## WHAT TO DO
Copy out every one of the items below word for word, keeping each coordinate pair in its original place and order.

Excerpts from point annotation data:
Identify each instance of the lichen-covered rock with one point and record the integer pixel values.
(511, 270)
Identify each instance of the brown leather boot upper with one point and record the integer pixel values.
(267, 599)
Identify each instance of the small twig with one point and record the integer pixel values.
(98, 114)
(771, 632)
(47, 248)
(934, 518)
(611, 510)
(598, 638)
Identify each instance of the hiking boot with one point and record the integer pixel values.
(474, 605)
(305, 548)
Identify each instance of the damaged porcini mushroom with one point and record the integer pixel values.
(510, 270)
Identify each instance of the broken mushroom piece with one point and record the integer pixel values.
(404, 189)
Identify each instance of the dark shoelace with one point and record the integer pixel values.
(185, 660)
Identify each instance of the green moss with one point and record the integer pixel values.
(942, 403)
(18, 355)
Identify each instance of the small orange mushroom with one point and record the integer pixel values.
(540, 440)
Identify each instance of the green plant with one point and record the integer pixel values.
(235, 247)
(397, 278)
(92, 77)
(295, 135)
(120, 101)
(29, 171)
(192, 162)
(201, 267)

## ANSWER TO THE TASK
Identify each instance of the lichen-covered rock with one point and record the integer pixel values.
(511, 270)
Identify each instance of the brown leather boot upper with one point and record the integer pixel values.
(267, 599)
Identify each instance of the small twig with one point and record the integer pixel values.
(98, 114)
(771, 632)
(47, 248)
(934, 518)
(611, 510)
(598, 638)
Identify each instance of the hiking boot with one point and record the integer pixel values.
(474, 605)
(305, 548)
Identify each instance of the damaged porcini mushroom with one point and record the integer pixel values.
(510, 270)
Identify each instance of the broken mushroom piece with one point and record the integer pixel values.
(404, 189)
Identify each instance of the dark shoelace with one point and record the integer pixel values.
(185, 660)
Identify each instance of the green moss with one point and record the integer pixel values.
(942, 403)
(18, 355)
Identify each instance of the small orange mushroom with one point and record the integer pixel values.
(540, 440)
Identify each instance of the green plant with one point and record the integer pixel values.
(235, 247)
(397, 278)
(92, 77)
(295, 135)
(120, 101)
(29, 171)
(192, 162)
(201, 267)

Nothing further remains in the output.